--- BEGIN ---

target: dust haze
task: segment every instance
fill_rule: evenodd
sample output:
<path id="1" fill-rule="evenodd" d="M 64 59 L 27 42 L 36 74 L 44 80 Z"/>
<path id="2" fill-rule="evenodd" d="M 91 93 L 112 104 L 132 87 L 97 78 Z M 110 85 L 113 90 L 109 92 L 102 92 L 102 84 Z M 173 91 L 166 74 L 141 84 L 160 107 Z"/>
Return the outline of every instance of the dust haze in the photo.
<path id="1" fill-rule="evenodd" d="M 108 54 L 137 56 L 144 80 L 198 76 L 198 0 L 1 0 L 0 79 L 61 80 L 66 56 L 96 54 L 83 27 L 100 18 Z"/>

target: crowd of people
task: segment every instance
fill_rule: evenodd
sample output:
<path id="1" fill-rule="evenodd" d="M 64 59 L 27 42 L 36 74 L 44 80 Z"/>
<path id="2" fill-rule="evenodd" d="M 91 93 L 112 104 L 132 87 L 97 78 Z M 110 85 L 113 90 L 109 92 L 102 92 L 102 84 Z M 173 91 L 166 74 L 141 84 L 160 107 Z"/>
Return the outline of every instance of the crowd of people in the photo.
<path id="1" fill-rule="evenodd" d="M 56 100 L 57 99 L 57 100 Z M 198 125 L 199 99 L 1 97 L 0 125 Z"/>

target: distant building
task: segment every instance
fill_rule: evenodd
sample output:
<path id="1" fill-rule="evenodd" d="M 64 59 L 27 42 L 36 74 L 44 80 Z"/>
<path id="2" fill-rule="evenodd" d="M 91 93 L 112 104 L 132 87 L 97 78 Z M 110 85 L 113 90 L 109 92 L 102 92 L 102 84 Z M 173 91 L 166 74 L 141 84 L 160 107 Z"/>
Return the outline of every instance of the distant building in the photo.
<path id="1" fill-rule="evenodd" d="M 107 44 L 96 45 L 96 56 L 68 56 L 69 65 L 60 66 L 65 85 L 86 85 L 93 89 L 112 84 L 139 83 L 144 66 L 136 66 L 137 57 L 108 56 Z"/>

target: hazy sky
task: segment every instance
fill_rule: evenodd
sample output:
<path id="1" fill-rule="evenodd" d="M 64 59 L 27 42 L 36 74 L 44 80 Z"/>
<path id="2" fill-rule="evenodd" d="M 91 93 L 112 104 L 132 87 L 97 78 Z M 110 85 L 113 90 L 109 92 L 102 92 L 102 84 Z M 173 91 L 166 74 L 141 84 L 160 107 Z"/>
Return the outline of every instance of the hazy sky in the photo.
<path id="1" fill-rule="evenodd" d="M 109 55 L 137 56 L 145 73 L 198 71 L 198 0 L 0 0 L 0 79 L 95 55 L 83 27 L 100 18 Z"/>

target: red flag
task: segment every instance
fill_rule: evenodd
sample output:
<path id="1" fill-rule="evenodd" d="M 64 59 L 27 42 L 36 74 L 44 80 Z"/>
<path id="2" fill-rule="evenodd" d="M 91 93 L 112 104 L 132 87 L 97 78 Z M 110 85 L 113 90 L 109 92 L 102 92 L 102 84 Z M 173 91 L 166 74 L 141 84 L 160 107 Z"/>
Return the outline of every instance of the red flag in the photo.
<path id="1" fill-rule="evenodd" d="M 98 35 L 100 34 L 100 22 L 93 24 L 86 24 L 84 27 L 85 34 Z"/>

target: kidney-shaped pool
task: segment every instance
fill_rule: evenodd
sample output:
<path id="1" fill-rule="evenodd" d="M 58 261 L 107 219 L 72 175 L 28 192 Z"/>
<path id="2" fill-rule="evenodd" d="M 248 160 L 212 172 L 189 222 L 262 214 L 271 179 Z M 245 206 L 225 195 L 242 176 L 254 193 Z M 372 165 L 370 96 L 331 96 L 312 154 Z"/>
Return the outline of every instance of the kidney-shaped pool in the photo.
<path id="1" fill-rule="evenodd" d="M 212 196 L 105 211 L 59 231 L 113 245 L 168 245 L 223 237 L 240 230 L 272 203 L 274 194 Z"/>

--- END ---

Task statement: Can you copy out, character for character, the data from the line that contains "target: hazy sky" through the final line of the data, including both of those lines and nothing else?

Result for this exercise:
target: hazy sky
task: segment every instance
fill_rule: evenodd
sample output:
<path id="1" fill-rule="evenodd" d="M 64 59 L 27 42 L 36 74 L 44 80 Z"/>
<path id="2" fill-rule="evenodd" d="M 91 93 L 112 104 L 132 87 L 97 78 Z M 110 85 L 113 90 L 109 92 L 102 92 L 102 84 Z M 173 91 L 166 74 L 141 84 L 160 107 Z"/>
Return the outline of every instance of the hazy sky in the photo.
<path id="1" fill-rule="evenodd" d="M 109 55 L 137 56 L 145 73 L 198 71 L 198 0 L 0 0 L 0 79 L 95 55 L 83 27 L 100 18 Z"/>

target: red flag
task: segment every instance
fill_rule: evenodd
sample output:
<path id="1" fill-rule="evenodd" d="M 64 59 L 27 42 L 36 74 L 44 80 Z"/>
<path id="2" fill-rule="evenodd" d="M 91 93 L 112 104 L 132 87 L 97 78 Z M 110 85 L 113 90 L 109 92 L 102 92 L 102 84 Z M 173 91 L 166 74 L 141 84 L 160 107 Z"/>
Return the outline of every instance of the red flag in the photo.
<path id="1" fill-rule="evenodd" d="M 98 35 L 100 34 L 100 22 L 93 24 L 86 24 L 84 27 L 85 34 Z"/>

target: kidney-shaped pool
task: segment every instance
fill_rule: evenodd
sample output:
<path id="1" fill-rule="evenodd" d="M 58 261 L 107 219 L 72 175 L 28 192 Z"/>
<path id="2" fill-rule="evenodd" d="M 248 160 L 212 172 L 189 222 L 262 214 L 271 179 Z M 245 206 L 225 195 L 242 176 L 254 193 Z M 372 165 L 370 96 L 331 96 L 312 154 Z"/>
Return the outline of every instance of the kidney-shaped pool in the photo.
<path id="1" fill-rule="evenodd" d="M 212 196 L 105 211 L 59 231 L 113 245 L 168 245 L 223 237 L 240 230 L 272 203 L 274 194 Z"/>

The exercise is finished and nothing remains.